* _Directives_
(a) Using the credit agreement passage, explain how the Company can still count as compliant with the leverage covenant when its consolidated total leverage ratio is above 3.00:1.00.
(b) What limit does the credit agreement passage set on annual capital expenditures?
(c) Carry on the credit agreement passage from its final sentence, keeping the same style.

* _Document passage_
○ ○ ○
Pursuant to the Credit Agreement, the financial covenants include (a) a maximum consolidated total leverage ratio, measured on a quarter-end basis, not to exceed 3.50:1.00 for the 12 month period ending on such quarter-end; (b) a required minimum consolidated interest coverage ratio under the Revolver, measured on a quarter-end basis, of at least 2.25:1.00 for the 12 month period ending on such quarter-end; and (c) a limitation on annual capital expenditures of $10.0 million for 2014 and for subsequent fiscal years, exclusive of acquisitions. If the consolidated total leverage ratio is in excess of 3.00:1.00 and less than 3.50:1.00, the Company is considered to be in compliance with this financial covenant provided it maintains an asset coverage ratio of at least 1.00 to 1.00 as of the close of each period.

 

The consolidated total leverage ratio is the ratio for any period of (i) consolidated total indebtedness to (ii) EBITDA. Consolidated total indebtedness for any period is the sum of (i) total debt outstanding under the Revolver, (ii) capital leases and letters of credit outstanding, and (iii) deferred payment obligations. The asset coverage ratio for any period is the ratio of (i) eligible amounts of the Company’s trade payables, inventory and fixed assets, minus certain reserves as defined under the Credit Agreement to (ii) the sum of outstanding obligations under the Credit Facility.

 

The consolidated interest coverage ratio for any period is the ratio of (i) EBITDA minus depreciation to (ii) the sum of consolidated interest expense plus restricted payments made by the Company.
○ ○ ○
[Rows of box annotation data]
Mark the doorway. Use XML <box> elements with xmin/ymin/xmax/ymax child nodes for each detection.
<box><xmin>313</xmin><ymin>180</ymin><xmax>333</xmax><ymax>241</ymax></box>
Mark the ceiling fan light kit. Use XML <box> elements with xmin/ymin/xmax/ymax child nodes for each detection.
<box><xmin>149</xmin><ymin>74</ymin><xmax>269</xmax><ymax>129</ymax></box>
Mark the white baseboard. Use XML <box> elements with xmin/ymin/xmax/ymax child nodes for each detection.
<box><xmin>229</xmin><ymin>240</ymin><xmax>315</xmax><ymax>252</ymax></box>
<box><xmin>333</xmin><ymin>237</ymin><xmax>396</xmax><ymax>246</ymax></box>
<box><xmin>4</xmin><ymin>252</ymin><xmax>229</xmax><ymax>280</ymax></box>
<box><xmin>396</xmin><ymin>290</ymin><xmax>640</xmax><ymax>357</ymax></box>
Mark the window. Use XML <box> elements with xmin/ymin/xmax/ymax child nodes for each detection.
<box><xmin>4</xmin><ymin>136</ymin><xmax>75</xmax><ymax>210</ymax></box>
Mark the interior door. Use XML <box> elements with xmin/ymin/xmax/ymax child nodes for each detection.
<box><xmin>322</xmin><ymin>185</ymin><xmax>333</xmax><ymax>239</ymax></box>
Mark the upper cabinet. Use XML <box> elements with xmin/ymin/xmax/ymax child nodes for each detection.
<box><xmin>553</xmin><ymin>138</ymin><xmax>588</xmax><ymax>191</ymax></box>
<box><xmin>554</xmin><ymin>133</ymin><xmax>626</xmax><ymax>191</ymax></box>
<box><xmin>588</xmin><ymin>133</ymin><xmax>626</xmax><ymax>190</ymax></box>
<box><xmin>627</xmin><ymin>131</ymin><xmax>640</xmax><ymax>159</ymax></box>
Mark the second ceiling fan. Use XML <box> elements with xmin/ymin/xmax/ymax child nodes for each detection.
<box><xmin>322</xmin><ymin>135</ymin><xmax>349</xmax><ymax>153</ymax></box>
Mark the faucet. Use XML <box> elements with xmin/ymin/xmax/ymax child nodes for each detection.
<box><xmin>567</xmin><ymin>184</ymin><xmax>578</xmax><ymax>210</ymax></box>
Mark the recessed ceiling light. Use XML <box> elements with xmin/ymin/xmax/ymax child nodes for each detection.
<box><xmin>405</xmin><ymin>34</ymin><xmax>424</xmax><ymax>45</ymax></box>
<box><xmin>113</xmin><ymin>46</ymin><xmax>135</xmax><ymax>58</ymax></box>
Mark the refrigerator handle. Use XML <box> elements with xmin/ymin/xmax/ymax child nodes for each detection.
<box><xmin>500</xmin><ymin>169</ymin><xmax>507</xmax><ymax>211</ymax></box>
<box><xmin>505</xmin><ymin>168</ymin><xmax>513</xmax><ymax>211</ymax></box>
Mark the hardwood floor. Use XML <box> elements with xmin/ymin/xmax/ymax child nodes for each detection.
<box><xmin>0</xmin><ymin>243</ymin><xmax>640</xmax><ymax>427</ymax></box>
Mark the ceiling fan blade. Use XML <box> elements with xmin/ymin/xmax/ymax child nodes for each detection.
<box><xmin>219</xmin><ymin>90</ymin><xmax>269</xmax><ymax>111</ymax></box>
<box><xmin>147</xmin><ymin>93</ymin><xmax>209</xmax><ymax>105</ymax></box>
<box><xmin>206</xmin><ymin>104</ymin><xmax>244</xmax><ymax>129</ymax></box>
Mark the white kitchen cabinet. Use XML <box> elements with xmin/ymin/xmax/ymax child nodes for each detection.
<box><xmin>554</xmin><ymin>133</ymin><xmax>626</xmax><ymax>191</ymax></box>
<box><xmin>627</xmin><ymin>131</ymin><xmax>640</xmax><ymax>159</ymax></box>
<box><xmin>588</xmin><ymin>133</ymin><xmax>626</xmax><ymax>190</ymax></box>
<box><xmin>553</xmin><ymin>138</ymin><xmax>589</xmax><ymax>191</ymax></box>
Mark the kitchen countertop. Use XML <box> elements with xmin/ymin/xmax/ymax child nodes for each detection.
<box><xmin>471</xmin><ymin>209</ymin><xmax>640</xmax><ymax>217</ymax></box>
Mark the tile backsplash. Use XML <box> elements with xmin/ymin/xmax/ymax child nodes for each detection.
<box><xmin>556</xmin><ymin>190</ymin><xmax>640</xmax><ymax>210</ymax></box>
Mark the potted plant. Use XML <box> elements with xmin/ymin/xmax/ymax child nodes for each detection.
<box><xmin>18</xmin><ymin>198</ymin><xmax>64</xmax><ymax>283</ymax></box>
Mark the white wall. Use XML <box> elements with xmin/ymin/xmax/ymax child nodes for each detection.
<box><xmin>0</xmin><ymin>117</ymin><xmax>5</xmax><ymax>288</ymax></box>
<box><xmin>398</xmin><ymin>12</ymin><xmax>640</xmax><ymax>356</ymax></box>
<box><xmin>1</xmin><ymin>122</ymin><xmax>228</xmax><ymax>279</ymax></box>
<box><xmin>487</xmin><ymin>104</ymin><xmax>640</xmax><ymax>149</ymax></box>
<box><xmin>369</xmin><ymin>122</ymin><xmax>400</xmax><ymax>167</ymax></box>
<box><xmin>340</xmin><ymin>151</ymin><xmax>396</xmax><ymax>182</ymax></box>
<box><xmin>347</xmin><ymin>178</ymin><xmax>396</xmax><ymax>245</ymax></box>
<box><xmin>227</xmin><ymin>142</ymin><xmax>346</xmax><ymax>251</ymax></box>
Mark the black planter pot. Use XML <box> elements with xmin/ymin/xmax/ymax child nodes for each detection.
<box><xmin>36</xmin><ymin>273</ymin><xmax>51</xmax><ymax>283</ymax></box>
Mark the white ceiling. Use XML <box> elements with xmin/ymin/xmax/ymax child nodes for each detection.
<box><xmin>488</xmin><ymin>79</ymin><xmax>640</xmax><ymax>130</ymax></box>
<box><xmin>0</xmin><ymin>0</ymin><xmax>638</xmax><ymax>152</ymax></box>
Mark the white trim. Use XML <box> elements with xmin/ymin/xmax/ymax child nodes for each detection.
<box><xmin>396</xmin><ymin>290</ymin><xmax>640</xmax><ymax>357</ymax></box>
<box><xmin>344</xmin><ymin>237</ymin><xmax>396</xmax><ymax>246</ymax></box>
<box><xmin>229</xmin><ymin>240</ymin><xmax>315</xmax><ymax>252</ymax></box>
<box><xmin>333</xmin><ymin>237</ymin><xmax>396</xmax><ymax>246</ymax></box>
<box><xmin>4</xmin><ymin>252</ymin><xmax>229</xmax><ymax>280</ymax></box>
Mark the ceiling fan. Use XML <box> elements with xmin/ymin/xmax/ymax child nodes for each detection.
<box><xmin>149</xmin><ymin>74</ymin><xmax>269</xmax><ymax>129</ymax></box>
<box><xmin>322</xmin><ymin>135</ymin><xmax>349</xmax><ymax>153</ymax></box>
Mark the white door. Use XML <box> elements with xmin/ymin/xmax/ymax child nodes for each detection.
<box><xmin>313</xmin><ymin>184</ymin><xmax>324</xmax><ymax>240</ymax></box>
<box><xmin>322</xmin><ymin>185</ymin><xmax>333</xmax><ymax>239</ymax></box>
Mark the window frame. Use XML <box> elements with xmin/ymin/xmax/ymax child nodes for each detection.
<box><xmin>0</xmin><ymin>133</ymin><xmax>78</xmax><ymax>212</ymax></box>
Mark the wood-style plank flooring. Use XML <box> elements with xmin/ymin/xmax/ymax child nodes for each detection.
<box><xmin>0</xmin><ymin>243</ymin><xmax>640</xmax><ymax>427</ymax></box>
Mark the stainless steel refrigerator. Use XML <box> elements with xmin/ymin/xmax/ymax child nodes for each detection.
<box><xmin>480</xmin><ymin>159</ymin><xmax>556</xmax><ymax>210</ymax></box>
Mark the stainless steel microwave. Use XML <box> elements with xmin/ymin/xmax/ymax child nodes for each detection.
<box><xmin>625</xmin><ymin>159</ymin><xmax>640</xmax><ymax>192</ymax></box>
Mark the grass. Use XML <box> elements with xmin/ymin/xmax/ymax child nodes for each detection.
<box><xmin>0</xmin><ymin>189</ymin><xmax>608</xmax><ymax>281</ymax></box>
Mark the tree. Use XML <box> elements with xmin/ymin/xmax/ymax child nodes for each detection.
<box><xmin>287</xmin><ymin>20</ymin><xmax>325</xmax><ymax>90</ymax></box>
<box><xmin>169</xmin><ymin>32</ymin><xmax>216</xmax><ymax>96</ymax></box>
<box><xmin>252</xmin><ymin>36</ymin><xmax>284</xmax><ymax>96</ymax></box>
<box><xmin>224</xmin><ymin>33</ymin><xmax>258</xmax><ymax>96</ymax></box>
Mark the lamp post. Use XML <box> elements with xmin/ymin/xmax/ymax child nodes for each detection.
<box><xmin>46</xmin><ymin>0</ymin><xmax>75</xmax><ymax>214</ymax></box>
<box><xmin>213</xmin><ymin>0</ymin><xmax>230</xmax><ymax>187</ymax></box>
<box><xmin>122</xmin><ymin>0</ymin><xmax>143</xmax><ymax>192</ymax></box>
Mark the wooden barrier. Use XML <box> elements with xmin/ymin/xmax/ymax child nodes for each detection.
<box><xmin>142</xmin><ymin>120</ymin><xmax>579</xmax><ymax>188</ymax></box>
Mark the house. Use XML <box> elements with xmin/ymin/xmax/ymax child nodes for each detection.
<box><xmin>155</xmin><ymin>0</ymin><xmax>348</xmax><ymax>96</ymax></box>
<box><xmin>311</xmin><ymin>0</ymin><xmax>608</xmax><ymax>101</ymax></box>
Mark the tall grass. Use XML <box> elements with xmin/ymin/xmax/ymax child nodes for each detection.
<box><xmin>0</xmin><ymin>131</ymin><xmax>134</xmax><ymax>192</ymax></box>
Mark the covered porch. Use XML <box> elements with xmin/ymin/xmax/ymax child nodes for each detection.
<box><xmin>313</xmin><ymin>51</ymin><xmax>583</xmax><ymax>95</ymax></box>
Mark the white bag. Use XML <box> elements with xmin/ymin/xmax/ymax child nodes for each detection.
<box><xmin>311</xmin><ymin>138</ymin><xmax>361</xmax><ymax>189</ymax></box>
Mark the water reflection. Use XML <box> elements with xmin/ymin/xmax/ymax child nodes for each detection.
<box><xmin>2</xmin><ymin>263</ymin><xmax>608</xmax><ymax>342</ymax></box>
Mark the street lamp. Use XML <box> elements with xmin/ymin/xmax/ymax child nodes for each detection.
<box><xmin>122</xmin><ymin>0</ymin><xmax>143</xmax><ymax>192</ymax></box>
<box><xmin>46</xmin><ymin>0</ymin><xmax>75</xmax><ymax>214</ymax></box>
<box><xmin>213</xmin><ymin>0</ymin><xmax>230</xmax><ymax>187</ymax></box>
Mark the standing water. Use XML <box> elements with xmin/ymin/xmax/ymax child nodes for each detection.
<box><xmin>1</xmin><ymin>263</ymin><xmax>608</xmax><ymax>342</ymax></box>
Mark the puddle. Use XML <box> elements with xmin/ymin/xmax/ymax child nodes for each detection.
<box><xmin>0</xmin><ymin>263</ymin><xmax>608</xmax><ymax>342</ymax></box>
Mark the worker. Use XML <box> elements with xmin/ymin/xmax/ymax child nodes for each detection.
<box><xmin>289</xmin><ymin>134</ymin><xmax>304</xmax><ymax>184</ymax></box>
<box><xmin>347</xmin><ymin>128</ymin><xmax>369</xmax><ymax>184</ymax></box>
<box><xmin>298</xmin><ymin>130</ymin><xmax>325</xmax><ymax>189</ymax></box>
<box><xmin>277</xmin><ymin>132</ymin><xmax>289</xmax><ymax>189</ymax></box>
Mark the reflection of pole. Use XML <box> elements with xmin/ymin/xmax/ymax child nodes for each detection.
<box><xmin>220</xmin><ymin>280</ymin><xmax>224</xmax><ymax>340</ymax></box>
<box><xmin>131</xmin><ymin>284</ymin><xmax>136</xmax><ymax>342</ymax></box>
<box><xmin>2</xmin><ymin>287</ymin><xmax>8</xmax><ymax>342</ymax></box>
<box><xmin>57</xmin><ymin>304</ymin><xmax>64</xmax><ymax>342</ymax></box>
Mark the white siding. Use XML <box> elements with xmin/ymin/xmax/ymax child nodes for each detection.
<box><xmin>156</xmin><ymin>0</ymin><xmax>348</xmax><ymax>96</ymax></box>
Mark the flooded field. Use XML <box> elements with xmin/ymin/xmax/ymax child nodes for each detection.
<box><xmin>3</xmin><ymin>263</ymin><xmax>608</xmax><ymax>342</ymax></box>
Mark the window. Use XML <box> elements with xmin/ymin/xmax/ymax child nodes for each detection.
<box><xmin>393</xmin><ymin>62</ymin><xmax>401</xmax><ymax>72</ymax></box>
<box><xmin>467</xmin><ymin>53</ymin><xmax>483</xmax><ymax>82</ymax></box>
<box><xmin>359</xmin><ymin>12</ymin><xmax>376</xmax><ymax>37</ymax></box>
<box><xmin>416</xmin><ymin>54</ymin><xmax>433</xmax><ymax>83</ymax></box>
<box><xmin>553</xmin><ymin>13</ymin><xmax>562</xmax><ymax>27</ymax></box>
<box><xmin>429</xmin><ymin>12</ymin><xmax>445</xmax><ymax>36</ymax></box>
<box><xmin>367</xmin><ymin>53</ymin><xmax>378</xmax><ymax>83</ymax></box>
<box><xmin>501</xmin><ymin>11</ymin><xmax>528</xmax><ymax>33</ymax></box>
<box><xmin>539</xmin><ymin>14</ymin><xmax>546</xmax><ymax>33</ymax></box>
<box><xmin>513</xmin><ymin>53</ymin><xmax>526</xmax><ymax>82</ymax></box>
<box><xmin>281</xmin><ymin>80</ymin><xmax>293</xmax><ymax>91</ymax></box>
○ ○ ○
* _Answers to the tasks_
(a) If the consolidated total leverage ratio is above 3.00:1.00 but below 3.50:1.00, the Company is considered to be in compliance with that covenant. This holds only if it maintains an asset coverage ratio of at least 1.00 to 1.00 as of the close of each period.

(b) Annual capital expenditures are limited to $10.0 million for 2014 and subsequent fiscal years, exclusive of acquisitions.

(c)
As of and for the fiscal three-month period ended March 29, 2015, the Company was in compliance with all three of these financial covenants at each reporting date. The required maximum total leverage ratio, minimum interest coverage ratio, and the annual capital expenditures limitation amounts compared to the actual amounts as of and for the fiscal three-month period ended March 29, 2015 are as follows: 

 

(thousands except ratios)

 

Required

   

Actual

 

Consolidated leverage ratio (12-month period)

    3.00       1.80  

Consolidated interest coverage ratio (12-month period)

    2.25       3.32  

Annual capital expenditures limitation (actual year-to-date)

  $ 10,000     $ 1,866  

 

  2015 Credit Facility

The Company entered into an Amended and Restated Credit Agreement, dated as of April 28, 2015 (the “2015 Credit Agreement”), with Wells Fargo, as Administrative Agent, and Fifth Third, Key Bank, Bank of America, N.A., and Lake City Bank as participants, to expand its senior secured credit facility to $250.0 million and extend its maturity to 2020 (the “2015 Credit Facility) . The 2015 Credit Facility is comprised of a $175.0 million revolving credit loan (the “2015 Revolver”) and a $75.0 million term loan (the “Term Loan”). The 2015 Credit Agreement amends and restates the Company’s Credit Agreement, which was scheduled to expire in October 2017.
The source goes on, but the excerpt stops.